SUPPLIED RECORDS.

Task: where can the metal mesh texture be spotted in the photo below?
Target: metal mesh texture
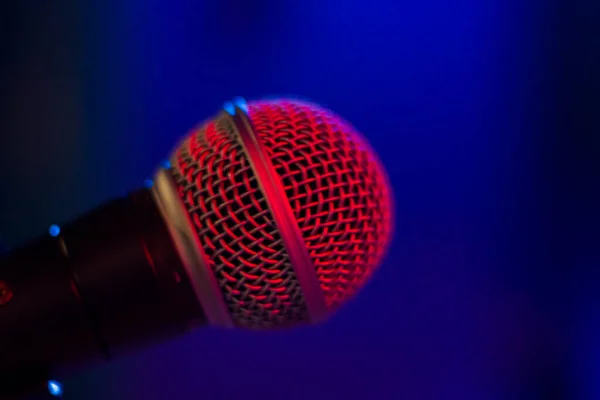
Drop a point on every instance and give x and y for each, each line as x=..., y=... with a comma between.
x=336, y=188
x=236, y=229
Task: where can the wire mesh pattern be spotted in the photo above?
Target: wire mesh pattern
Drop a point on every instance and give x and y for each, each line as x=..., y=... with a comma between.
x=236, y=229
x=336, y=188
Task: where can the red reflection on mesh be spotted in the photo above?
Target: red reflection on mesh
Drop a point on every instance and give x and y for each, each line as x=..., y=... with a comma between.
x=336, y=188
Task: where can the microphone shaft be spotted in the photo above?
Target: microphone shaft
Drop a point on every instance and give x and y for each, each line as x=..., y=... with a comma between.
x=109, y=282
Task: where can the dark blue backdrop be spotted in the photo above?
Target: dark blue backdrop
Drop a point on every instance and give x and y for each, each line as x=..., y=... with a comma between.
x=459, y=98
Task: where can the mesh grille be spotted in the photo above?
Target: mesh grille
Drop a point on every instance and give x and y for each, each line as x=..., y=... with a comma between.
x=236, y=229
x=336, y=187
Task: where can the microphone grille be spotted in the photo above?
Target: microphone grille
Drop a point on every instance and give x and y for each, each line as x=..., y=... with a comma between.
x=336, y=187
x=241, y=242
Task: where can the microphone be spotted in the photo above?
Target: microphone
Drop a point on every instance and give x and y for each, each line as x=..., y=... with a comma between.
x=270, y=215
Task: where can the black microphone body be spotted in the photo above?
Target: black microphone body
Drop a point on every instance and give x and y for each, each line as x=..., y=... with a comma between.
x=109, y=282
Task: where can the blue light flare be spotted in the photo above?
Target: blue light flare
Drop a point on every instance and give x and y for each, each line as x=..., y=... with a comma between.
x=166, y=164
x=55, y=388
x=241, y=103
x=54, y=230
x=230, y=108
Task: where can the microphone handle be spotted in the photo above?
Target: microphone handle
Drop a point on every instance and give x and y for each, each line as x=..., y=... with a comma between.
x=109, y=282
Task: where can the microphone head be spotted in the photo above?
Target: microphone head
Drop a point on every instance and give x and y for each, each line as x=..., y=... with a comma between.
x=285, y=212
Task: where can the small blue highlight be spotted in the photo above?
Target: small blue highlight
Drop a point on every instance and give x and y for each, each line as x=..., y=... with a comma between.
x=166, y=164
x=55, y=388
x=54, y=230
x=230, y=108
x=241, y=103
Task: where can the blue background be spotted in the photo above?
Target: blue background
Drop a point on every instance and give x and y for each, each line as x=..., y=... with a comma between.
x=484, y=113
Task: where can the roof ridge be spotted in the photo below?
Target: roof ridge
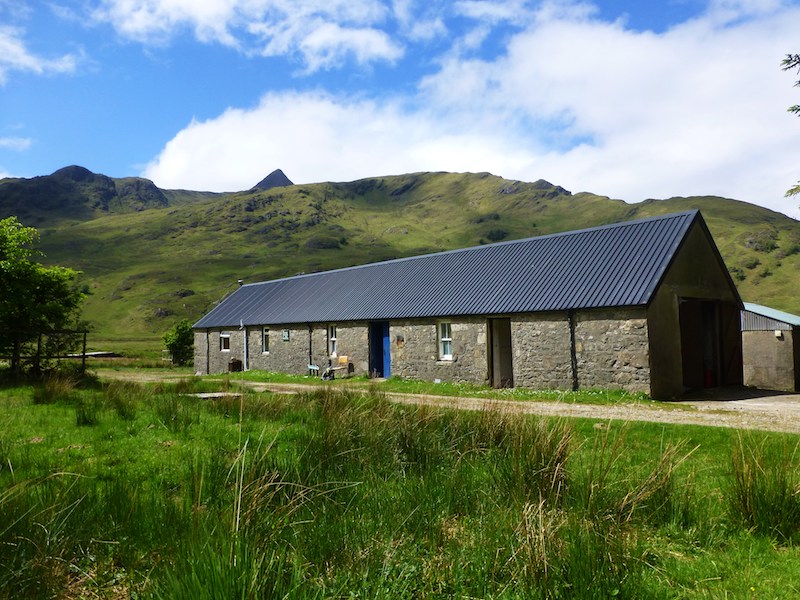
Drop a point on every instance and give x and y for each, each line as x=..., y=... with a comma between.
x=571, y=232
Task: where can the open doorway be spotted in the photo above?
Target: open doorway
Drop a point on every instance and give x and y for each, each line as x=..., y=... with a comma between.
x=380, y=362
x=501, y=364
x=711, y=345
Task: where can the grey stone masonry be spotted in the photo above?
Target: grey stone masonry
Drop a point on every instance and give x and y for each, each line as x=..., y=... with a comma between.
x=612, y=349
x=541, y=350
x=288, y=349
x=415, y=350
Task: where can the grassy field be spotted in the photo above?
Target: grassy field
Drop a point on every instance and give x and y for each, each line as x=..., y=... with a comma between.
x=122, y=490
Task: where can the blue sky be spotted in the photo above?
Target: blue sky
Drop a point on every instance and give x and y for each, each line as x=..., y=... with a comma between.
x=634, y=100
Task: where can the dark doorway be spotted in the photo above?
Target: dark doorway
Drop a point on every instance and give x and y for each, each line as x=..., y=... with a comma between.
x=380, y=349
x=501, y=365
x=711, y=349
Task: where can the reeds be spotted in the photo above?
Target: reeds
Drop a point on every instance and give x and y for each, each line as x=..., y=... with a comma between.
x=765, y=489
x=341, y=494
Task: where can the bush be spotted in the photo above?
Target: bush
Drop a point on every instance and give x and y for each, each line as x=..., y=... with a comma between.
x=180, y=342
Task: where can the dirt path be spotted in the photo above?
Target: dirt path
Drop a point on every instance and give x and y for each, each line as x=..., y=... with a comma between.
x=738, y=408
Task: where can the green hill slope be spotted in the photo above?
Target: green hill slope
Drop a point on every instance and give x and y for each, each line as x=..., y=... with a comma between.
x=150, y=266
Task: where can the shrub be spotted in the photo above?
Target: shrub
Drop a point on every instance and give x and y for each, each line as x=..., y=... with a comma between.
x=180, y=342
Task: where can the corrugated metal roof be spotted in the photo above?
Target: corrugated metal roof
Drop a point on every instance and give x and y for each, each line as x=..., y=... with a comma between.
x=763, y=318
x=612, y=265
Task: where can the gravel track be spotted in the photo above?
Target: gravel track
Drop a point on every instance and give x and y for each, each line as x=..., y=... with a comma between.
x=739, y=408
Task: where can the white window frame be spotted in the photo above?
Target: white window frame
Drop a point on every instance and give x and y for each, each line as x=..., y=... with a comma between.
x=332, y=340
x=444, y=335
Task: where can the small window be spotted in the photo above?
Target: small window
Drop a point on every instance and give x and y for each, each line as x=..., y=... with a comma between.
x=331, y=340
x=225, y=341
x=445, y=342
x=265, y=340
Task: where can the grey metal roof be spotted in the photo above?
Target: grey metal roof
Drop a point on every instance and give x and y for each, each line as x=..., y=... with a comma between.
x=756, y=317
x=612, y=265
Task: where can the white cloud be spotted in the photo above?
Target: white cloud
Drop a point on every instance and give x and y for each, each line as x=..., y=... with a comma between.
x=322, y=32
x=329, y=44
x=587, y=104
x=15, y=143
x=15, y=56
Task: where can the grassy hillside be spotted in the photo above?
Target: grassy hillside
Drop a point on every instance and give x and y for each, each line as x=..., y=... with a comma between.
x=151, y=266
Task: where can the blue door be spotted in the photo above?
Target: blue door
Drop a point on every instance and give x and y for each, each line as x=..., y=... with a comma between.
x=380, y=349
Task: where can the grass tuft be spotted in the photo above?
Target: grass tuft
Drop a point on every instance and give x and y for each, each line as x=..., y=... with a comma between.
x=765, y=490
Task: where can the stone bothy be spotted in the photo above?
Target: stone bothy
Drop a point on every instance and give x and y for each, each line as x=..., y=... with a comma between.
x=645, y=306
x=770, y=348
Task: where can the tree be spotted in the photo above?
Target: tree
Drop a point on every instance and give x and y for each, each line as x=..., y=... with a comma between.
x=792, y=61
x=180, y=342
x=36, y=301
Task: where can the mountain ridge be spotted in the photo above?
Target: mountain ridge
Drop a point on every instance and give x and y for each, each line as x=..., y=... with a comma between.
x=147, y=268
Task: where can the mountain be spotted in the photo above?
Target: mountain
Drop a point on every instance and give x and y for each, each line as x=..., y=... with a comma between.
x=273, y=180
x=149, y=262
x=75, y=193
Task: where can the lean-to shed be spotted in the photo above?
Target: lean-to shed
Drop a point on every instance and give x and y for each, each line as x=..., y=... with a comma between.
x=770, y=348
x=644, y=305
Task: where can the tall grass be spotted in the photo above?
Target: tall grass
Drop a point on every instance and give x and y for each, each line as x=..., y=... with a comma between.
x=335, y=493
x=765, y=488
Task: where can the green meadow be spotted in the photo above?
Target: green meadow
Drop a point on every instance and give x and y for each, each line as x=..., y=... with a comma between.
x=113, y=490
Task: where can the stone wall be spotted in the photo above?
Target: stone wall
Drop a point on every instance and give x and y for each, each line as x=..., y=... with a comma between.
x=541, y=350
x=352, y=341
x=292, y=355
x=612, y=349
x=415, y=350
x=285, y=355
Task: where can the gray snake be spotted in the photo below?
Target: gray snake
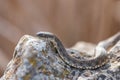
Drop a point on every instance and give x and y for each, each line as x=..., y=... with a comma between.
x=100, y=59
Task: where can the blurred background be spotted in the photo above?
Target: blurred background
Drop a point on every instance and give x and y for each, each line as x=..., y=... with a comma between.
x=70, y=20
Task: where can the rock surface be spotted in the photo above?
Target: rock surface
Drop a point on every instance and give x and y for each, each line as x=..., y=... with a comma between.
x=35, y=59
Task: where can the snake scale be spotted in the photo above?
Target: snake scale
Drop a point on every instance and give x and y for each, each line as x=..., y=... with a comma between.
x=100, y=59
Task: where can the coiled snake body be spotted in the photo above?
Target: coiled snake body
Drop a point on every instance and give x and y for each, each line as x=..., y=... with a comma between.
x=100, y=59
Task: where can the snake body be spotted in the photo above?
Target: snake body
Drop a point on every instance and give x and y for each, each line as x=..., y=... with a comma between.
x=93, y=63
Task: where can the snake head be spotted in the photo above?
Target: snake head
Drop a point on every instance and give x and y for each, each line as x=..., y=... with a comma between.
x=100, y=51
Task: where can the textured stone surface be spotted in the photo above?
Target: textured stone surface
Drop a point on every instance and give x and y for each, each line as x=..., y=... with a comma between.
x=35, y=59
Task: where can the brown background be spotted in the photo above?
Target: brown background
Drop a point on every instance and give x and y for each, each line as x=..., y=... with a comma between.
x=71, y=20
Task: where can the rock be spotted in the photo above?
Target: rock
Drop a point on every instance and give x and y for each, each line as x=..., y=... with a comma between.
x=36, y=59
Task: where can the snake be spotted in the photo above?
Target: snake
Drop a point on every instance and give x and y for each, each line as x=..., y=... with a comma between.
x=101, y=57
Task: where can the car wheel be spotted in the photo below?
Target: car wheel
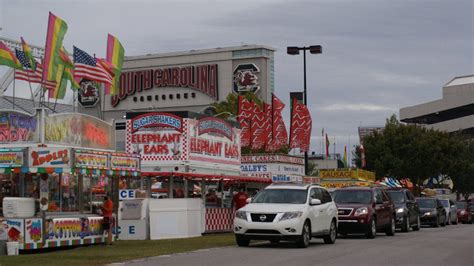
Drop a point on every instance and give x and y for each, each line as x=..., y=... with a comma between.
x=331, y=237
x=303, y=240
x=372, y=229
x=406, y=224
x=242, y=242
x=391, y=229
x=418, y=224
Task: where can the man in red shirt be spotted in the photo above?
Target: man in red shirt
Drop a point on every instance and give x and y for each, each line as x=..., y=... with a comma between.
x=107, y=210
x=240, y=199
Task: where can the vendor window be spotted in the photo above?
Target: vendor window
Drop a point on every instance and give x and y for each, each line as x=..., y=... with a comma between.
x=62, y=193
x=94, y=189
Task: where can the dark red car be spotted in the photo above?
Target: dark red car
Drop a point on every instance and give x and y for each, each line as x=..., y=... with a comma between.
x=464, y=212
x=366, y=210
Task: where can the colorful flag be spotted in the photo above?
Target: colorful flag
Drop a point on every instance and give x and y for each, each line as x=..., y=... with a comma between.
x=30, y=75
x=115, y=55
x=7, y=57
x=327, y=146
x=301, y=124
x=258, y=128
x=28, y=54
x=279, y=133
x=345, y=157
x=245, y=112
x=54, y=41
x=90, y=68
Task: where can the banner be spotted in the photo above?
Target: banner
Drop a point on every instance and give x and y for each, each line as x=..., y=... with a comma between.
x=49, y=157
x=301, y=123
x=79, y=130
x=258, y=128
x=90, y=160
x=10, y=158
x=214, y=146
x=17, y=127
x=124, y=163
x=244, y=116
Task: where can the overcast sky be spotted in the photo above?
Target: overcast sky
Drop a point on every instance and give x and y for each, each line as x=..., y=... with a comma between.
x=378, y=56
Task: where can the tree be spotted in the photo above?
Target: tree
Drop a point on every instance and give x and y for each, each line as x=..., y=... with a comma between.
x=409, y=151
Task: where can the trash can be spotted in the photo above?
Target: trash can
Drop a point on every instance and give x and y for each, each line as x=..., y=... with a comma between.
x=13, y=248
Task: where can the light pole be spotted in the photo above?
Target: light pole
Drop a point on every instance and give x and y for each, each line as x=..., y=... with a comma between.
x=295, y=50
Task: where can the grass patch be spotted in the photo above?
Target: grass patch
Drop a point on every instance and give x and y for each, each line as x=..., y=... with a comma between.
x=122, y=250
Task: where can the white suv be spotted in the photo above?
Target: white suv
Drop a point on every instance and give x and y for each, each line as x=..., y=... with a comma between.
x=294, y=212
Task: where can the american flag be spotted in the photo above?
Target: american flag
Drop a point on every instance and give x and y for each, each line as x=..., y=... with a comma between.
x=28, y=74
x=88, y=67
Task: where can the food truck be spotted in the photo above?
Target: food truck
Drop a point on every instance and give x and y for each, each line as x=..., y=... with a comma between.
x=55, y=170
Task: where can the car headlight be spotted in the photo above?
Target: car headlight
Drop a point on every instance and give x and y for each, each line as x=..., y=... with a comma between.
x=241, y=215
x=361, y=211
x=290, y=215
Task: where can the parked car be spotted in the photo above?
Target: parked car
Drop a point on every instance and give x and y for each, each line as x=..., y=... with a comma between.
x=287, y=212
x=451, y=211
x=464, y=213
x=407, y=210
x=432, y=212
x=365, y=210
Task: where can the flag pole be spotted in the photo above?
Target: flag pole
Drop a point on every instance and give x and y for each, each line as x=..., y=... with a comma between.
x=14, y=77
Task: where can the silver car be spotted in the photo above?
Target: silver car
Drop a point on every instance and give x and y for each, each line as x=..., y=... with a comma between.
x=451, y=211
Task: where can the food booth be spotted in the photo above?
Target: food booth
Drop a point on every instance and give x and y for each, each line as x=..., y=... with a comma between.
x=192, y=165
x=340, y=178
x=58, y=168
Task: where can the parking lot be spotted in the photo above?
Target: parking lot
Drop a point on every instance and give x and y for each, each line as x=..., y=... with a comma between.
x=450, y=245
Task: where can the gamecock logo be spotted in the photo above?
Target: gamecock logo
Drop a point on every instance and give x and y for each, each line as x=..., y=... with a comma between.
x=245, y=78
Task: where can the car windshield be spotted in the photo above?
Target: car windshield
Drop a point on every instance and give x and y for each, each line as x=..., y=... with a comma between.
x=426, y=203
x=397, y=196
x=289, y=196
x=352, y=196
x=445, y=203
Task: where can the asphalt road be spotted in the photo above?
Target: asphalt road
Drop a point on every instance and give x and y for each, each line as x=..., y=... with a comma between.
x=450, y=245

REQUIREMENT. Reproduce exactly the lines of the records above from the one with "Target: microphone handle" to the one with "Target: small blue highlight", both included, and leave out everything else.

ANSWER FOR THE TASK.
Target: microphone handle
Drop a point on every instance and give x and y for each, each line as x=..., y=... with a comma between.
x=109, y=282
Task: where can the microphone head be spotted in the photo above?
Target: microphone head
Drop a point on every instance and give x and y for each, each line as x=..., y=... with a comma between.
x=285, y=212
Task: where can the small blue highlight be spotted in the photo above?
Target: small blue highlight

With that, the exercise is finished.